--- DOCUMENT TEXT ---

Wheels and Waves: I’ve been thinking about the powerful capabilities of action cameras and action filmmaking. Three years ago I did an interview on this blog with Roberto Studart, a Brazilian filmmaker. The interview remains one of my favorites. His shots of downhill skateboarding on mountain roads are breathtaking. Here’s the clip again, for your enjoyment:
Roberto has done more, including some incredible surfing shots. Catch his work on Vimeo.
Action cameras and underwater camera housings allow big wave surf photographer Sachi Cunningham to capture stunning visuals of surf. For more on Sachi, see Inside the Mind of Sachi Cunningham on Vimeo.
Nuno Sá Pessoa, film director at Skookum Films, is a true global visual storyteller. Educated in Denmark, based in Portugal, and working extensively in Brazil and the United States, Sá Pessoa knows firsthand what it means to collaborate internationally.
“Cinema, as any other art,” says Sá Pessoa, “should have no boundaries. It’s a global language and the more you know of the world and its people, the easier it is for you as an artist to express what you want in a way that can reach each and every kind of person.”
Are there common visual storytelling elements that span various countries and cultures? “I was born in Portugal, studied in Denmark, and have lived and worked in Brazil and the USA. All four countries,” says Sá Pessoa, “are as different as their cinema, and all four have consciously or subconsciously influenced me in every aspect of who I am. But considering that the USA is the biggest melting pot of the world and the biggest ‘exporter’ of cinema, I would say in a very general way, that it’s the one I can relate to the most, because that’s my aim as a filmmaker, reaching the world.”
After beginning film school in Portugal, Sá Pessoa transitioned to Denmark’s The European Film College. “Art and culture are intrinsically connected,” says Sá Pessoa, “and at The European Film College they meet as in no other place. Teachers and students come from all four corners of the world, united by their passion for cinema and with an urge to create. It’s a highly practical course and I think that’s essential if you want to pursue a career as a filmmaker. Studying there definitely allowed me to both culturally and artistically broaden my horizons and it has set the stage for what I wanted for my future.”
Sá Pessoa’s most challenging film project? “Terra 2084 was my biggest challenge so far. It’s a sci-fi short in which I tried to express my thoughts and feelings on the situation the world and Portugal in specific are going through right now by combining it with sci-fi and fantasy. For that reason it was artistically challenging.
“At another level it was economically challenging,” says Sá Pessoa, “since I wrote, directed, produced and edited it on a virtually nonexistent budget. But, as in other projects, the striving to make it is greater than the economic boundaries, and the effort was taken ahead by the whole cast and crew in order for the film to be completed.”
“I can’t say I have a favorite film genre,” says Sá Pessoa. “It ranges from different genres which are in some way connected, such as horror, fantasy, thriller and sci-fi. Maybe the easiest way to sum it up is to say that one of my biggest influences is the original Twilight Zone series.”Twilight Zone, the (1959) – Complete Series
“In a general way maybe I want my audiences to take away from my films what I took from The Twilight Zone: deep and relevant messages which are delivered to the audience in an unconventional way that makes us travel to a different dimension at one level and yet very similar to our own in its essence.”

---

# TASK DIRECTIONS
Decide whether each statement below agrees with the filmmaking post above. For each one, answer yes or no and quote the words from the post that settle it.
1. Sá Pessoa attended The European Film College in Denmark.
2. Terra 2084 was made on a large budget.
3. Sá Pessoa names horror as his favorite film genre.

--- SOURCE DATA ---

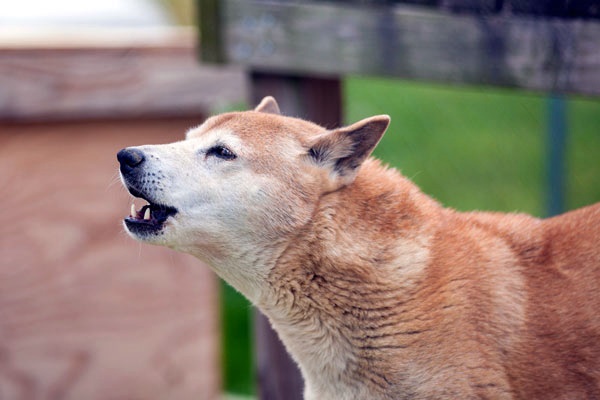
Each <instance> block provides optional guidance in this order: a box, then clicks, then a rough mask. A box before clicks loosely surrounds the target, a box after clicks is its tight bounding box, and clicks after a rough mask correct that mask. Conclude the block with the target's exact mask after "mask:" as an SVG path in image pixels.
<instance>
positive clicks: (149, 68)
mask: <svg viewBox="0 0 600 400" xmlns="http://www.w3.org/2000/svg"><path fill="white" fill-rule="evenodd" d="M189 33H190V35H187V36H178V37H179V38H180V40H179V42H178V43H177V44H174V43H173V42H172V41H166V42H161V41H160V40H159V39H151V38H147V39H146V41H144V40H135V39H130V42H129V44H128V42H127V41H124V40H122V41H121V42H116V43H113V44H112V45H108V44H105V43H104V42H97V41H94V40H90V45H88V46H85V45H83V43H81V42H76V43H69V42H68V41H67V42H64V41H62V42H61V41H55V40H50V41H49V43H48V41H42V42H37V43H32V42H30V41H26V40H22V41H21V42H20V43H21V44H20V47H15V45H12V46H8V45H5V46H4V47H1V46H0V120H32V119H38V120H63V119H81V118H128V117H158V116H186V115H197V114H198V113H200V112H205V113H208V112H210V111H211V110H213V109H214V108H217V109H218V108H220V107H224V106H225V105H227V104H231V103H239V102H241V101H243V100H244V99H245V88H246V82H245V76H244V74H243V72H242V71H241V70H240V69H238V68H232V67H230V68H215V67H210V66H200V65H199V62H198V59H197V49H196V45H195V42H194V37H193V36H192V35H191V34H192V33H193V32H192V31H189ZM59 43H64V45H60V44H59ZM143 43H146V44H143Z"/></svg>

---

# EXERCISE OUTPUT
1. Yes: "Sá Pessoa transitioned to Denmark’s The European Film College."
2. No: "on a virtually nonexistent budget."
3. No: "I can’t say I have a favorite film genre."